▶ _TEXT SECTION_
Accepted for/Published in: JMIR Medical Informatics
Date Submitted: Oct 24, 2025
Date Accepted: Mar 6, 2026
Quality of clinical notes created by ambient-listening generative AI: A pragmatic, prospective pilot assessment
ABSTRACT
Background:
Physicians routinely document specifics of patient encounters in clinic visit notes, a critical but potentially time-consuming task. Ambient-listening artificial intelligence (AI) technology is being integrated into clinical workflows to reduce documentation burden by creating draft visit notes. While this technology is promising, it is not perfect and the potential for patient harm needs to be understood and mitigated. We developed and piloted an efficient, standardized approach to evaluating AI-generated notes for safety concerns in ambulatory care visits.
Objective:
The objective of this study was to develop and pilot an efficient, standardized and scalable approach to evaluating AI-generated notes for safety concerns in ambulatory care visits.
Methods:
During a two-month pilot (July–August 2024), 31 physicians across multiple specialties used an ambient listening AI scribe to assist with clinic note creation. A novel survey instrument was developed to assess note quality, focusing on four error types: accidental inclusions, accidental omissions, hallucinations, and bias. Physicians evaluated 356 AI-generated notes. Where an error was present, physicians rated its severity in terms of its potential to cause patient harm if it was not corrected on a 0–5 scale. Additionally, a vendor-reported metric on the percentage of note content edited by physicians was analyzed.

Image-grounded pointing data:
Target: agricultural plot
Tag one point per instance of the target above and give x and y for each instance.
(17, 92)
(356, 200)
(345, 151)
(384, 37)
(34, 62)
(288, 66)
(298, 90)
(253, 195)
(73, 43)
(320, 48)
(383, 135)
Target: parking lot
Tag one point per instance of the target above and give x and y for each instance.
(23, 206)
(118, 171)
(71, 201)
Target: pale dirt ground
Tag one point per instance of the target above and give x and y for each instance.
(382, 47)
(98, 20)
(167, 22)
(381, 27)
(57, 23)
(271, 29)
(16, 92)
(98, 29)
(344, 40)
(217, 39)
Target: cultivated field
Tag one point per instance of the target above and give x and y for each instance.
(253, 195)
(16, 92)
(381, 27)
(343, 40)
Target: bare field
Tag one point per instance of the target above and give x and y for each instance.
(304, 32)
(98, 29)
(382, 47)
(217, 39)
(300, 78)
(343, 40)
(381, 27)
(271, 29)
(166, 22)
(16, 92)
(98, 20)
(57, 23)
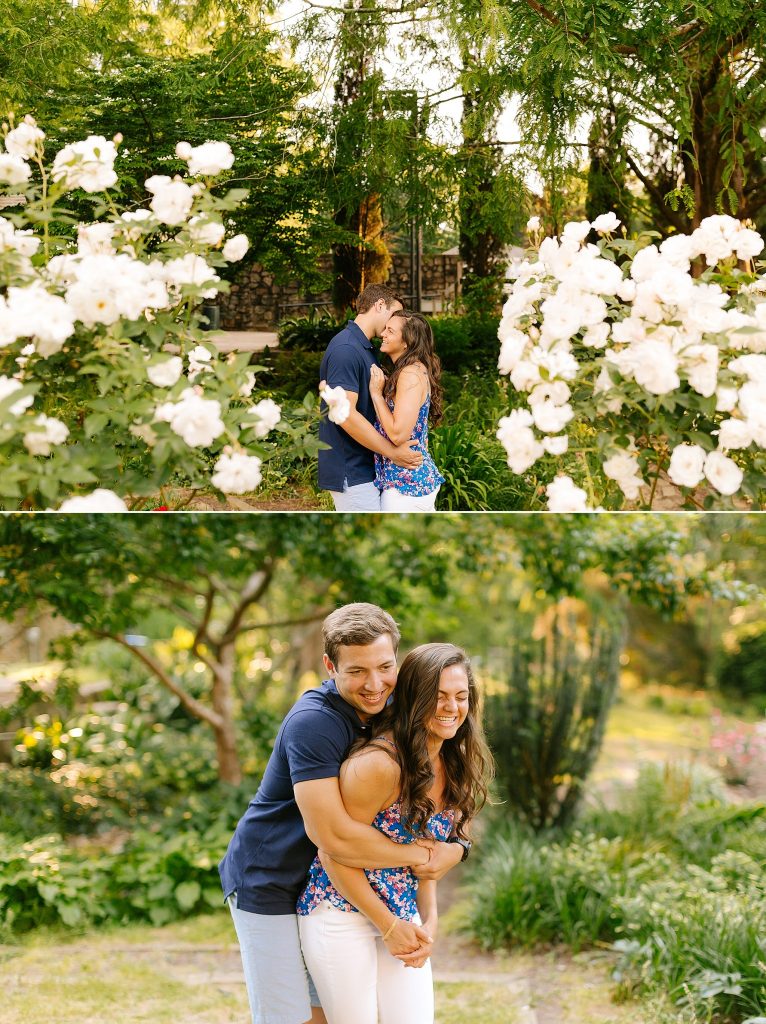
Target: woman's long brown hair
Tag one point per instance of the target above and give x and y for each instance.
(468, 763)
(417, 333)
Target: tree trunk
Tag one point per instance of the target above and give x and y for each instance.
(225, 732)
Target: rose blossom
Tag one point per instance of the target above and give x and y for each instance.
(686, 465)
(23, 140)
(564, 496)
(723, 473)
(99, 500)
(235, 248)
(606, 223)
(236, 473)
(87, 165)
(339, 408)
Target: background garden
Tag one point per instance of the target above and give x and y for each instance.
(145, 665)
(364, 131)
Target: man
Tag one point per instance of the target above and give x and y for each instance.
(347, 467)
(298, 808)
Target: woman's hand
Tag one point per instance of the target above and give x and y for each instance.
(409, 939)
(377, 380)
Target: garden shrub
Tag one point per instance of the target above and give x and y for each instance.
(677, 887)
(742, 673)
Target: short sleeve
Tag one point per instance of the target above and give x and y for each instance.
(346, 369)
(314, 745)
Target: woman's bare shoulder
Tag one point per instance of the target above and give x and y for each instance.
(373, 766)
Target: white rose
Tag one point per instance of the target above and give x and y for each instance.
(606, 223)
(99, 500)
(24, 139)
(723, 473)
(237, 473)
(52, 432)
(556, 445)
(235, 248)
(550, 418)
(339, 408)
(87, 165)
(686, 465)
(654, 367)
(596, 336)
(167, 373)
(172, 201)
(206, 231)
(209, 159)
(564, 496)
(700, 366)
(734, 434)
(194, 418)
(726, 398)
(13, 169)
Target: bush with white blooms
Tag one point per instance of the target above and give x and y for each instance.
(109, 387)
(638, 363)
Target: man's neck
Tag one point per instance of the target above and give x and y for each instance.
(365, 326)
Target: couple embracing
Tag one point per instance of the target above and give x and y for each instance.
(378, 459)
(366, 802)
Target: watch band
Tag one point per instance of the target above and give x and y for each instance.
(465, 843)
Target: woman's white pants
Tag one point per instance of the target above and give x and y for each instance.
(358, 981)
(393, 501)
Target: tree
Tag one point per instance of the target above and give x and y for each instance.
(687, 73)
(216, 576)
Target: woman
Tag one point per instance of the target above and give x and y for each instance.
(422, 774)
(401, 404)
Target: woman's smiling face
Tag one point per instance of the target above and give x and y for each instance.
(392, 342)
(452, 705)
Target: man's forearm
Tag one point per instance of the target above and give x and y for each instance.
(363, 431)
(363, 846)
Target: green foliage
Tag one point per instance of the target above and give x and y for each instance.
(473, 467)
(546, 730)
(466, 343)
(742, 672)
(683, 914)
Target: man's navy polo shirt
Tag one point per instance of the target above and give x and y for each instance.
(268, 857)
(346, 364)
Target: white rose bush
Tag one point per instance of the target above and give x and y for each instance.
(110, 389)
(634, 363)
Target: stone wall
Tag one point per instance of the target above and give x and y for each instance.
(257, 302)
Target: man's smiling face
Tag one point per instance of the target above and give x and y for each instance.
(366, 675)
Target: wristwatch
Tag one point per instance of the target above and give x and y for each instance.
(465, 843)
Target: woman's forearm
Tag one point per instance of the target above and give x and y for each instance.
(427, 903)
(384, 414)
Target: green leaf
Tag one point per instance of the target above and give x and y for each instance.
(187, 894)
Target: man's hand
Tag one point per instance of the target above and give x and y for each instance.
(409, 940)
(406, 456)
(443, 858)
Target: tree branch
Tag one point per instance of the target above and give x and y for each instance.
(192, 705)
(254, 589)
(655, 194)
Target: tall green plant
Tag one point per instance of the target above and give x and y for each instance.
(546, 729)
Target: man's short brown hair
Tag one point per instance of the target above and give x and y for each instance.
(373, 294)
(356, 625)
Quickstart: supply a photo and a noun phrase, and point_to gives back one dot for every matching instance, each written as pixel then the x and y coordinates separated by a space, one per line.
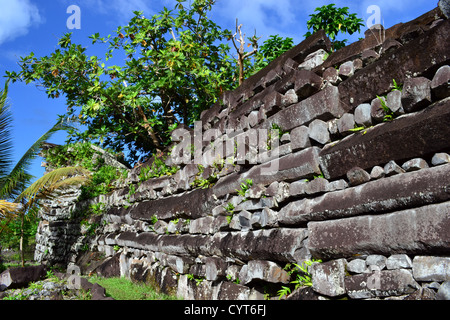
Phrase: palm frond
pixel 13 183
pixel 5 133
pixel 8 209
pixel 55 179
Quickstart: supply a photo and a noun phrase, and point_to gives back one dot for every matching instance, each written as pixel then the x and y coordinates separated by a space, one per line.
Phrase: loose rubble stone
pixel 357 176
pixel 298 187
pixel 394 102
pixel 380 284
pixel 376 111
pixel 328 277
pixel 307 83
pixel 440 158
pixel 398 192
pixel 377 260
pixel 331 75
pixel 324 105
pixel 444 291
pixel 392 168
pixel 414 165
pixel 263 270
pixel 346 123
pixel 398 261
pixel 300 138
pixel 431 268
pixel 391 140
pixel 313 60
pixel 408 229
pixel 440 85
pixel 318 131
pixel 363 115
pixel 416 94
pixel 377 173
pixel 357 266
pixel 407 60
pixel 346 70
pixel 317 185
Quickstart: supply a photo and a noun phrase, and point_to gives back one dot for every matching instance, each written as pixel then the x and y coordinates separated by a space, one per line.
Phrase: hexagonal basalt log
pixel 392 141
pixel 192 205
pixel 409 60
pixel 422 230
pixel 399 192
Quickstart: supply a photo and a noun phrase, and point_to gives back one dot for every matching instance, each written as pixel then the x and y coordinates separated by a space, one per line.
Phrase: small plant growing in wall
pixel 301 274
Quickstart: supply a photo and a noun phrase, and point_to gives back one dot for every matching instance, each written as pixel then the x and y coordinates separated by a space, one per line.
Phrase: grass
pixel 124 289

▶ _CHECK YOUR UNDERSTANDING_
1 > According to the abstract on AI-generated clinic notes, why is ambient-listening AI technology being added to clinical workflows? Answer in one to three sentences.
2 > Continue the abstract on AI-generated clinic notes, starting after its last sentence.

▶ _SET OF ANSWERS_
1 > Physicians must record the specifics of patient encounters in clinic visit notes, which is critical but can take a lot of time. Ambient-listening AI is being integrated to reduce this documentation burden by creating draft visit notes.

2 >
Results:
Accidental omissions were the most frequent error (18%), followed by hallucinations (11.5%), and accidental inclusions (9.3%). Bias was rare (1%). Most errors were rated as mild to moderate (severity 1–3), with only 2.5% of notes containing errors rated as posing serious or imminent risk (severity 4–5). Editing metrics showed a median of 9.0% of AI-generated words were changed, with 15% of notes left entirely unedited. Physician editing practices varied widely.
Conclusions:
AI-generated clinical notes were generally of high quality, with over 80% free from significant errors. However, because a small number contained errors that carried risk of serious harm if not corrected, careful clinician review of notes remains imperative. Prior to deploying an AI scribe, organizations should pilot the technology and include an efficient review process to understand the nature and type of errors common at their organization. This pilot provides a scalable model for other health systems seeking to implement AI scribe technology responsibly.